# Given instruction:
Reproduce every line of the records below verbatim, with no changes.

# Data for processing:
--------------------
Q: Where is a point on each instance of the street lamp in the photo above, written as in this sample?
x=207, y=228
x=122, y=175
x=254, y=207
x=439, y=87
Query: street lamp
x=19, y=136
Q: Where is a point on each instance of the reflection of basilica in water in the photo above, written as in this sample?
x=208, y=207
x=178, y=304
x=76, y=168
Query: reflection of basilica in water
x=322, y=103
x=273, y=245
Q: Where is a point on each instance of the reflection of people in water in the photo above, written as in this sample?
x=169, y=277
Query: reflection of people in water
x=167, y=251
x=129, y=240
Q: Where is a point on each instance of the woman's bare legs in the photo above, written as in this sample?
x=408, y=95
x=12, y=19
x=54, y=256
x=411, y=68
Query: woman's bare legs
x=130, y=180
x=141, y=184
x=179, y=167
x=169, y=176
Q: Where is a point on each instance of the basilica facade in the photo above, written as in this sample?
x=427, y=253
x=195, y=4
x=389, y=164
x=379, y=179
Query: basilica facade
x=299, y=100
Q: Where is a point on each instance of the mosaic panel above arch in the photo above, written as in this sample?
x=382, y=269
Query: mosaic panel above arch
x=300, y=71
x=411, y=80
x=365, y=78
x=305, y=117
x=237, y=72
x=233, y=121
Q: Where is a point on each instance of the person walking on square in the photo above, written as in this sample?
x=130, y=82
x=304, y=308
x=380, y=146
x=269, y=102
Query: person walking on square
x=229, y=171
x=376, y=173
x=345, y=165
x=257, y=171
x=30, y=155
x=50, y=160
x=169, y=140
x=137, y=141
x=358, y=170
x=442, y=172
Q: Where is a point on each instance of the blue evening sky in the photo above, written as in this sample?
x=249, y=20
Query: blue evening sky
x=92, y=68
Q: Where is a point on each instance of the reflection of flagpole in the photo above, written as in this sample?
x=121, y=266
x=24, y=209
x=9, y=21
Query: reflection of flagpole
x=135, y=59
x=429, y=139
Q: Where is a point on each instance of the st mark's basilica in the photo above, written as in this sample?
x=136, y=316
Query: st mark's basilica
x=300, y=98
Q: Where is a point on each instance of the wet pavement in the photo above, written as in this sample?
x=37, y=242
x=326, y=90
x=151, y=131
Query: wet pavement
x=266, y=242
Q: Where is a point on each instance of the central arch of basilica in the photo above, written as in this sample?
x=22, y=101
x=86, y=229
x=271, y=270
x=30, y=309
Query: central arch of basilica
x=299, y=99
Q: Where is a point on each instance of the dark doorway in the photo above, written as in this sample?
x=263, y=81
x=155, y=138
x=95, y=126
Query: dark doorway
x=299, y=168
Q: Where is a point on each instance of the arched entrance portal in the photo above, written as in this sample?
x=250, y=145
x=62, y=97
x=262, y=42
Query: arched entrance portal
--------------------
# Response:
Q: Where is a point on each instance of the street lamp in the photo above, written as in this sample?
x=207, y=228
x=122, y=175
x=254, y=207
x=439, y=87
Query: street lamp
x=19, y=136
Q: Where is a point on each instance of the reflection of basilica in water in the photo above, written as in this sample?
x=208, y=207
x=178, y=304
x=76, y=168
Query: reflection of basilica in water
x=322, y=103
x=273, y=245
Q: Where is a point on each instance of the reflection of people in water in the photo above, written as in this sample?
x=169, y=277
Query: reflection of people in water
x=167, y=251
x=129, y=240
Q: Where is a point on each instance of the woman's bare legs in the photo above, written as in this sample?
x=408, y=95
x=12, y=19
x=54, y=256
x=411, y=68
Query: woman's bare legs
x=130, y=180
x=141, y=184
x=179, y=167
x=169, y=176
Q: Where is a point on each instance of the basilica facade in the photo above, written as in this sample?
x=427, y=253
x=195, y=4
x=389, y=164
x=379, y=179
Query: basilica facade
x=299, y=100
Q: Where is a point on each instance of the mosaic panel above arch in the photo above, written as in this sample?
x=382, y=269
Query: mosaic panel above arch
x=300, y=71
x=411, y=80
x=365, y=78
x=305, y=117
x=237, y=72
x=233, y=121
Q: Where is a point on each instance of the person walking on square in the photo above, written as in this sample?
x=130, y=82
x=304, y=308
x=380, y=146
x=269, y=102
Query: person walking on square
x=229, y=171
x=376, y=173
x=345, y=165
x=257, y=171
x=30, y=155
x=50, y=160
x=169, y=140
x=137, y=141
x=358, y=170
x=442, y=172
Q: Where is a point on each instance of the blue evening sky in the photo above, written as in this sample?
x=249, y=20
Query: blue evening sky
x=92, y=68
Q: Where is a point on each instance of the reflection of flagpole in the photo above, written as in this sample?
x=121, y=266
x=24, y=209
x=9, y=21
Query: reflection of flagpole
x=135, y=59
x=429, y=139
Q: Where is a point on each instance of the st mark's basilica in the photo above, written as in this sample?
x=136, y=316
Query: st mark's basilica
x=300, y=98
Q: Where is a point on each instance of the wet pavement in the photo above, written as in this sample?
x=37, y=242
x=326, y=90
x=151, y=131
Query: wet pavement
x=266, y=242
Q: Where is a point on each instance of the central arch of basilica in the photo above, written as in this sample?
x=22, y=101
x=86, y=229
x=271, y=270
x=30, y=309
Query: central arch of basilica
x=299, y=99
Q: Where is a point on each instance of the dark doorway in the photo above, written as in this sample?
x=263, y=81
x=155, y=138
x=95, y=126
Query: dark doorway
x=299, y=168
Q: Where is a point on each instance of the arched entrance portal in the photo above, written as in this sample?
x=250, y=145
x=62, y=97
x=262, y=42
Query: arched entrance portal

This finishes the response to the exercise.